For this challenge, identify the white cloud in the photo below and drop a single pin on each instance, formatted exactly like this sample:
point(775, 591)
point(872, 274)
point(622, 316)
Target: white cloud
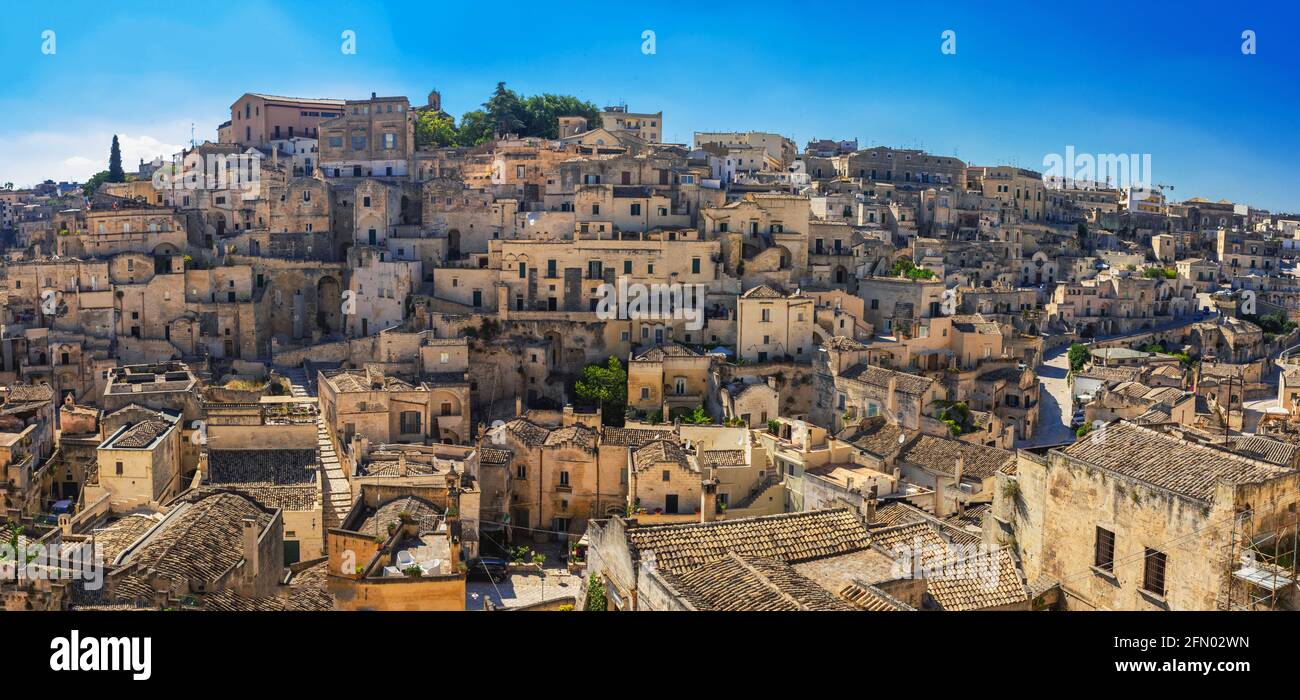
point(74, 154)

※

**PROBLEM DETAILS**
Give each record above back word for word, but carry over none of the pictures.

**EXPECTED ANSWER**
For this challenge, identify the white cloud in the photo below and drop a single pin on each instance, formatted exactly like this sample:
point(775, 591)
point(872, 274)
point(622, 316)
Target: white cloud
point(74, 154)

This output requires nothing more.